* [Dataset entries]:
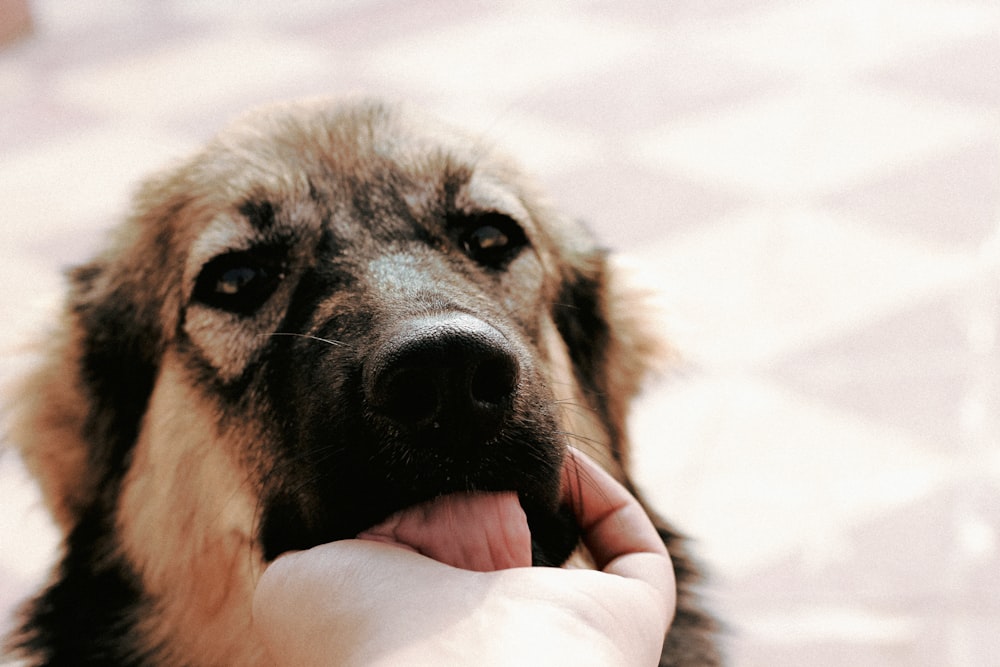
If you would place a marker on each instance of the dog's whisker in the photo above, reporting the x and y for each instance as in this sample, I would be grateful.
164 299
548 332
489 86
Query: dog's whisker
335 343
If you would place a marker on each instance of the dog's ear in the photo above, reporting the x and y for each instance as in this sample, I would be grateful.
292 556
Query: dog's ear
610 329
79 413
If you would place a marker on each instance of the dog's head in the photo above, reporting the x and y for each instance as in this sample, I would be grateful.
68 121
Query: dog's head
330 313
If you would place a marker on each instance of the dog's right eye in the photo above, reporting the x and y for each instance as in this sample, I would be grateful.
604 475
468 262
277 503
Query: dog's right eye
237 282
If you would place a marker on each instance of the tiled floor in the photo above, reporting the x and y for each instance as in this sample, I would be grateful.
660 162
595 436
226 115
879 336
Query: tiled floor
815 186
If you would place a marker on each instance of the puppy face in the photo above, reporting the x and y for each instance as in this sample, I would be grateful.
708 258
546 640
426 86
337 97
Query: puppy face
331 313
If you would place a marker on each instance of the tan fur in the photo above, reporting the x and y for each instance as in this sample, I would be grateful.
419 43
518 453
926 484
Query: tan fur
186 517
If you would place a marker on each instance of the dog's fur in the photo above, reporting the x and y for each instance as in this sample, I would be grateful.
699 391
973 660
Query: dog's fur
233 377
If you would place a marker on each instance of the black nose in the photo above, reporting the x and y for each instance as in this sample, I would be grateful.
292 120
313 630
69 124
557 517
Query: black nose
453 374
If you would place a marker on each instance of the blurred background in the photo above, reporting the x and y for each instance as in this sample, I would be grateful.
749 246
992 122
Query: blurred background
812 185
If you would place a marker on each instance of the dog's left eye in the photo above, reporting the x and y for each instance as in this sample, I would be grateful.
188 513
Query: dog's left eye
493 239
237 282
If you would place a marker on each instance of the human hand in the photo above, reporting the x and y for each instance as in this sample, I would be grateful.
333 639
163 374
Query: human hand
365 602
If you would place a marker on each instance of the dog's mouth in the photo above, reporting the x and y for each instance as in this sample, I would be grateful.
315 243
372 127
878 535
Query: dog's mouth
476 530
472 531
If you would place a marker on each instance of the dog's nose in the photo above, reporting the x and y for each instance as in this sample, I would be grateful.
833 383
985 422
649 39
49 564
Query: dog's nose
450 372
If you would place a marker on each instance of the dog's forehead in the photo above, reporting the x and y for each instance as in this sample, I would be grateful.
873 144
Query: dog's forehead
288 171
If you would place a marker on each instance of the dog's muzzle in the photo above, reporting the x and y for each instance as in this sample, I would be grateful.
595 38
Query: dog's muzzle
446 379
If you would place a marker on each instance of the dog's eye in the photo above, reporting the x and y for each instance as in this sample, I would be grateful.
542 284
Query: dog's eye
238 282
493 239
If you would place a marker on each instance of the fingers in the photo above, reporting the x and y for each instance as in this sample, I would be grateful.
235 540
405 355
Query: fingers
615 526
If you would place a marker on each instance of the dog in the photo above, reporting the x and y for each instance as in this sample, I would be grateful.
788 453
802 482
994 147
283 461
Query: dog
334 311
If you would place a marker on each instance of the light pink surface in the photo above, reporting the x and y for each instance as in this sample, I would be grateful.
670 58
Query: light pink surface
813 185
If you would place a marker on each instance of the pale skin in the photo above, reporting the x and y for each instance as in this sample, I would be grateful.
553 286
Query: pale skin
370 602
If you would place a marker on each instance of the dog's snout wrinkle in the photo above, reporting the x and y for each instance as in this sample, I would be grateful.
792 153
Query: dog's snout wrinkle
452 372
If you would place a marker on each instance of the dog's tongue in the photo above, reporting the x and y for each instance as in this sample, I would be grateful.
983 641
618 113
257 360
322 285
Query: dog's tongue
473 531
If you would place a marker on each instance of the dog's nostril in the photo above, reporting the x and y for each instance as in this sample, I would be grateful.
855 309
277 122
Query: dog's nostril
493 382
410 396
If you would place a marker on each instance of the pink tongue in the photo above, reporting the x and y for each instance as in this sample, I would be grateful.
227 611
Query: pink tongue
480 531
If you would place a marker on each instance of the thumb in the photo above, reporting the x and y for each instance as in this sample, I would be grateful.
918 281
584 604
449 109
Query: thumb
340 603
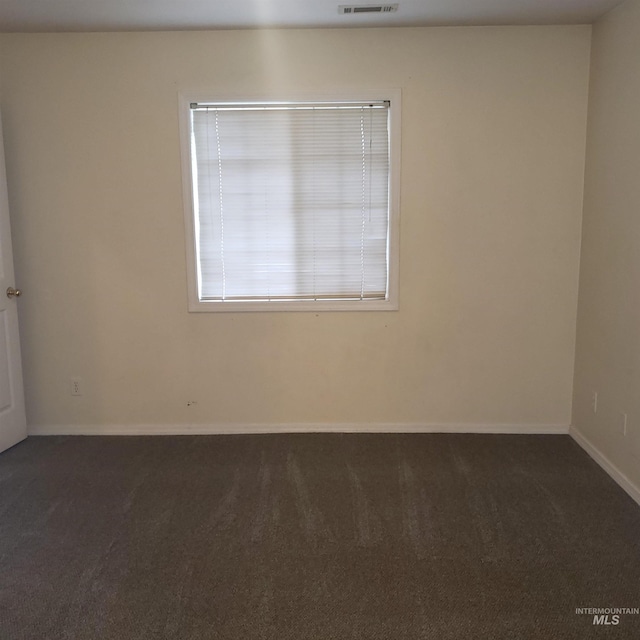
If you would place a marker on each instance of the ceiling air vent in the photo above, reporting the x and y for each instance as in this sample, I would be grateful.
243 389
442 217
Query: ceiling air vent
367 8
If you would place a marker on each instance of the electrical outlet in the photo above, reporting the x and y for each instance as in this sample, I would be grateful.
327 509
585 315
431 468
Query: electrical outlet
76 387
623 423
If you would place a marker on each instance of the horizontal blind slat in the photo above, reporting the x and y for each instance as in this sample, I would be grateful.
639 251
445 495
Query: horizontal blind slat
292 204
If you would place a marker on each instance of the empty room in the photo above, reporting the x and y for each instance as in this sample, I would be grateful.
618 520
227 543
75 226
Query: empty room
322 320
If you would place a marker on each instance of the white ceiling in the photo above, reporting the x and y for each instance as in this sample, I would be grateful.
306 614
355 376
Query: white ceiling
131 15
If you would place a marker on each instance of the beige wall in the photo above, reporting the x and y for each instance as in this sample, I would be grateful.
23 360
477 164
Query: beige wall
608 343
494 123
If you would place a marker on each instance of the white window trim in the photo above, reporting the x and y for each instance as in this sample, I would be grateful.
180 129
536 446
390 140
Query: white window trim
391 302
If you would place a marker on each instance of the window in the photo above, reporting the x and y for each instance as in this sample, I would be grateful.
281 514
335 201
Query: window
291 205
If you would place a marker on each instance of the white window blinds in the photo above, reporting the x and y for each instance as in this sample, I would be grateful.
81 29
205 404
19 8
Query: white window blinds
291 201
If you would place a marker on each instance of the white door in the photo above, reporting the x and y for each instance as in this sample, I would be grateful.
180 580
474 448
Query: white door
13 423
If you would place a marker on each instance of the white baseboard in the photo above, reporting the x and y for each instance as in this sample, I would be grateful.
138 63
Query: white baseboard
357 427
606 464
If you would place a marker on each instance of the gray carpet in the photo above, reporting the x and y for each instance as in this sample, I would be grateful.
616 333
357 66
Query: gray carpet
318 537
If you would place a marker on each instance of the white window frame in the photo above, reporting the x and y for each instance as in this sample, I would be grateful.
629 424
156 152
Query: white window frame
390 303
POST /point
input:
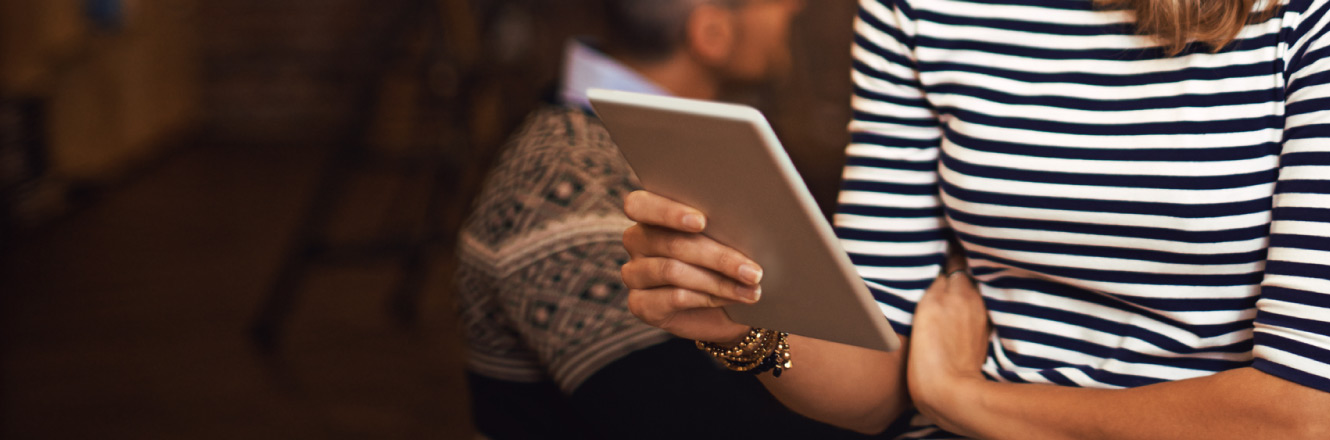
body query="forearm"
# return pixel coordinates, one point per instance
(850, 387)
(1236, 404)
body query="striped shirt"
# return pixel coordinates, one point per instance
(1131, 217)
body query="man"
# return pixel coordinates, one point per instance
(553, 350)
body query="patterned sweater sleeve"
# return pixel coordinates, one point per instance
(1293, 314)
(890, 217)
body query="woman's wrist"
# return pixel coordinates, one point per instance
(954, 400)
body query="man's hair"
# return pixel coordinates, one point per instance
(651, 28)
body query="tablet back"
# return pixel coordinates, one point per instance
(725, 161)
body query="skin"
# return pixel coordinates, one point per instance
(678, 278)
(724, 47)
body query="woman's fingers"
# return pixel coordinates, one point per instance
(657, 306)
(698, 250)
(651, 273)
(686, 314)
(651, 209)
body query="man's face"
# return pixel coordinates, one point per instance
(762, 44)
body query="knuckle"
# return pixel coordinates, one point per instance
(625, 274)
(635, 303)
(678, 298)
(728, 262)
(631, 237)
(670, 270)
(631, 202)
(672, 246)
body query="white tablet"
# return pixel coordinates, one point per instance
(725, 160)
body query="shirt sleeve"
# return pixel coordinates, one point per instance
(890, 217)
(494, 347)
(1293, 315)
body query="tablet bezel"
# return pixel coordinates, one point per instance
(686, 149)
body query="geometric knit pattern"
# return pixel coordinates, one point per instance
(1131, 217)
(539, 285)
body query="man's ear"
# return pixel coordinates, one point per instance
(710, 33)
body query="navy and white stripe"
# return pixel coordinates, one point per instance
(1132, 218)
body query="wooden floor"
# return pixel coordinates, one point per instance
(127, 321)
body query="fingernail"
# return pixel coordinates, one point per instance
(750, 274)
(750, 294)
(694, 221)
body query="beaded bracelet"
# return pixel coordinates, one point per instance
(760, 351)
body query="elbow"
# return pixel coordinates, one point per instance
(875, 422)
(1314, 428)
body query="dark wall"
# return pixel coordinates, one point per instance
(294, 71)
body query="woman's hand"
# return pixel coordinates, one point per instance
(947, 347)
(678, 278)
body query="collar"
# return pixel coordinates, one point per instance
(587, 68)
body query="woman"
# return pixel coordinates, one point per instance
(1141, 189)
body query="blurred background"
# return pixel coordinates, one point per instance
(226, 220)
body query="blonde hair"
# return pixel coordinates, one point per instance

* [Stated exercise]:
Please count the lines in the listing above that contain the word "light", and give only the number.

* [Response to this exercise]:
2